SOURCE TEXT
########

40 years on, Temple triplet says she’s here to stay
Joan Hankins, FOX ’04, first started working at Temple as a clerk-typist at Paley Library when she was 17 years old.
If you think you spot Joan Hankins on Main Campus, don’t be fooled: It’s probably one of her triplets, Jackie Hankins-Kent or Joyce Hankins-Radford.
Hankins is the longest-tenured of the triplets, who all work for the university: She and her sisters grew up in North Philadelphia, moving from the Richard Allen Homes to 28th Street, and as part of a high-school co-op program, Hankins was the first of her sisters to begin working at Temple.
“I started as a clerk-typist at Paley Library. We were actually typing the book catalog cards,” Hankins recalled from her front porch on a recent morning as she prepared for her four-minute drive to work.
That was in 1978, and she never looked back. This year, Hankins will celebrate her 40th anniversary working at Temple during the university’s annual 20 Year Club celebration honoring long-tenured employees.
Hankins has a long Temple history. After spending a few years as a clerk-typist at the library, she was hired by a Temple legend, Charles Blockson, to be the first employee at the Charles L. Blockson Afro-American Collection. From there, she moved on to the School of Pharmacy, where she still works today as director of admissions.
Along the way, Hankins’ relatives have joined her at Temple. Her triplets both work on Main Campus—Hankins-Kent as the administrative coordinator for the ROTC program and Hankins-Radford as an academic coordinator in the College of Public Health. Her niece Keisha Hankins, CPH ’02, SSW ’10, works for the College of Public Health, as a student services coordinator for the therapeutic recreation program. Another sister, Georgina Howell, also works in the School of Pharmacy as the administrative coordinator in the Dean’s Office. A niece and a nephew are current students at Temple, and several other relatives are graduates. Hankins herself is a Temple alumna, earning her bachelor’s in business administration in 2004.
“My family is the Temple family, at Temple and at home,” Hankins said. “We have gatherings, and not one conversation goes by without mentioning a Temple function or Temple coworkers.”
Hankins said what she’s enjoyed most about working at Temple, including in her current role, is that her job allows her to help people every day. “No day is the same. I could go into work saying I’m going to evaluate 15 [applicant] folders, but I may not be able to evaluate the folders until two or three days later,” Hankins said. “In admissions, you have students asking questions, current students want to know where their class is, what to do about financial aid, it’s various questions, and I try to help each and every one.”
Hankins said she has no plans to leave Temple anytime soon.
“Time flies when you’re having fun,” she said.
With a laugh, she added: “I’m going to be here another 40 years.”

########

DATASET EXTRACT
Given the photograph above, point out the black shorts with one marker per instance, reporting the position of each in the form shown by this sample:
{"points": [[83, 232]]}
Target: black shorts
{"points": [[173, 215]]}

########

AIM OF THE EXERCISE
Extract the passage of the article about Joan Hankins above, starting with "Hankins is the" and going on through "drive to work.", and copy it word for word.

RESPONSE TO THIS EXERCISE
Hankins is the longest-tenured of the triplets, who all work for the university: She and her sisters grew up in North Philadelphia, moving from the Richard Allen Homes to 28th Street, and as part of a high-school co-op program, Hankins was the first of her sisters to begin working at Temple.
“I started as a clerk-typist at Paley Library. We were actually typing the book catalog cards,” Hankins recalled from her front porch on a recent morning as she prepared for her four-minute drive to work.